Copy the lines below word for word, and leave the pictures out of your copy.

§ §

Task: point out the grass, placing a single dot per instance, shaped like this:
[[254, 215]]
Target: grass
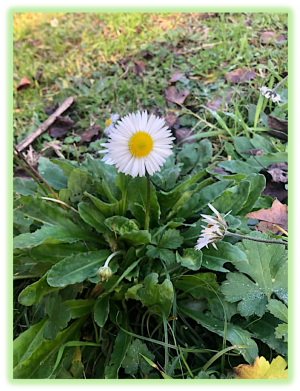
[[91, 56], [122, 62]]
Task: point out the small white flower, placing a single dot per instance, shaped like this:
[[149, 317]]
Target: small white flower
[[214, 231], [54, 22], [104, 273], [110, 123], [270, 94], [138, 144]]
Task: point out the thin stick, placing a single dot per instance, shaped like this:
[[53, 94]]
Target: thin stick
[[37, 174], [45, 125]]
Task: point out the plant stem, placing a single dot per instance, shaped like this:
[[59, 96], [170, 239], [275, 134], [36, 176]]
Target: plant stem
[[255, 239], [146, 227]]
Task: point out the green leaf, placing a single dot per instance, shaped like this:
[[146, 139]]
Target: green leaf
[[24, 186], [52, 174], [190, 258], [171, 239], [78, 183], [91, 215], [76, 268], [214, 260], [137, 238], [59, 316], [253, 296], [257, 185], [161, 253], [33, 293], [234, 334], [265, 329], [40, 363], [278, 309], [137, 199], [199, 285], [27, 342], [120, 349], [101, 310], [45, 212], [154, 294], [240, 167], [79, 307], [133, 360], [105, 208], [52, 250], [59, 233], [121, 224], [233, 199]]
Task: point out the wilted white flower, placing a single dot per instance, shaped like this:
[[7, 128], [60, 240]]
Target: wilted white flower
[[54, 22], [138, 144], [104, 273], [214, 231], [270, 94], [109, 123]]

§ §

▶ _Answer for this exercise_:
Task: point out the grass, placing a single dot per instance, shaped like this:
[[254, 215]]
Target: grass
[[91, 56], [122, 62]]
Task: point out the small white flower, placing a single dot per instance, shaped like this:
[[149, 317]]
Target: small white flower
[[214, 231], [54, 22], [104, 273], [110, 123], [270, 94], [138, 144]]
Task: point out the thin stick, placing a single dot per instance, shaped like this:
[[53, 94]]
Target: thin stick
[[37, 174], [45, 125]]
Task: point out the plant stem, placing a single dot per instance, shaped like this:
[[59, 96], [170, 239], [275, 134], [36, 176]]
Target: plant stem
[[255, 239], [146, 227]]
Task: point out the green leaf, placing a single dot per instance, shaped like this:
[[146, 139]]
Target: green leaf
[[24, 186], [52, 174], [190, 258], [171, 239], [78, 183], [91, 215], [76, 268], [214, 260], [137, 238], [59, 316], [253, 296], [257, 185], [161, 253], [33, 293], [234, 334], [265, 329], [40, 363], [278, 309], [137, 199], [199, 285], [27, 342], [120, 349], [101, 310], [45, 212], [154, 294], [240, 167], [79, 307], [133, 360], [105, 208], [52, 250], [59, 233], [121, 224], [233, 199]]
Task: point out the wilted white flower, placing a single dot per instance, shaped like this:
[[7, 128], [60, 240]]
Target: wilted white flower
[[54, 22], [138, 144], [104, 273], [214, 231], [270, 94], [109, 123]]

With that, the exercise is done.